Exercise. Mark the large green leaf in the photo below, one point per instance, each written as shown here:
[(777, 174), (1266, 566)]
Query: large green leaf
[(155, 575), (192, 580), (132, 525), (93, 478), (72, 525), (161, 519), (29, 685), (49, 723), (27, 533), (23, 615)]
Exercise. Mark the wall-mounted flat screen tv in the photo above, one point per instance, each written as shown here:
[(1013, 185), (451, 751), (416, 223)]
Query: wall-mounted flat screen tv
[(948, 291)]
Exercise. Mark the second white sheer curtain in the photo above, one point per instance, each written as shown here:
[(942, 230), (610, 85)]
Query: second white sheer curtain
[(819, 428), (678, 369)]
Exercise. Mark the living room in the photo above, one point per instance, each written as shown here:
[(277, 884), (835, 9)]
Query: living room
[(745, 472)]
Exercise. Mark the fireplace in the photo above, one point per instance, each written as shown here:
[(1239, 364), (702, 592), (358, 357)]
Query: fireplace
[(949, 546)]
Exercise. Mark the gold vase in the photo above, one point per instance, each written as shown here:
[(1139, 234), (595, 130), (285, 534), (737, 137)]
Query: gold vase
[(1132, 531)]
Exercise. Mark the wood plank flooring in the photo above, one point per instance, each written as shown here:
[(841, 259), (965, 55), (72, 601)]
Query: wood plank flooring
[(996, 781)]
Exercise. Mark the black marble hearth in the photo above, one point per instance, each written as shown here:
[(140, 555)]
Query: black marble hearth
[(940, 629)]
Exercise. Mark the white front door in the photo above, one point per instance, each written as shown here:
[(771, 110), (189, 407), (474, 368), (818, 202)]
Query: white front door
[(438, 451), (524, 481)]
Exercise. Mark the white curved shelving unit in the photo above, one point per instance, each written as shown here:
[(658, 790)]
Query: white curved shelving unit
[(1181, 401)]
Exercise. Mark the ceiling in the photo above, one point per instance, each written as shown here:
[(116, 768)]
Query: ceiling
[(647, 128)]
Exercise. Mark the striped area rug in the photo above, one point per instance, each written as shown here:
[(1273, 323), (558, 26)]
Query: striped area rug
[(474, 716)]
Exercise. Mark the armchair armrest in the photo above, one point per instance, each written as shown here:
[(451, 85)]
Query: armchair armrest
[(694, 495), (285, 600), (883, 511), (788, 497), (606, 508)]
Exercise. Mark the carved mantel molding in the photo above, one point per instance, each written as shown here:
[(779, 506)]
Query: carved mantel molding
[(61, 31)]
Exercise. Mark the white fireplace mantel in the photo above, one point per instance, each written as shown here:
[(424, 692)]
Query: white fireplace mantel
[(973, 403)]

■ ■ ■

What to do =
Rewrite every line in the stretch from the one containing "Exercise. Mark the armchair" through the end of the lines, adding 36 to each number in the answer point coordinates and leaving all other lines unchanged.

The response =
Exercise. Mark the armchair armrest in the photo above, one point per instance, each written as shown here:
[(451, 85)]
Query: armchair armrest
[(730, 531), (321, 636), (919, 547), (824, 533), (642, 544)]
Exercise. Mark the carved mantel molding in the photo above, one point per instance, each written as shown here:
[(779, 506)]
Query: carved mantel molding
[(97, 67)]
Exercise. Mark the white fireplace mantel in the photo above, one point per instance, each written as shown here:
[(424, 692)]
Query: white fireplace mantel
[(1009, 439)]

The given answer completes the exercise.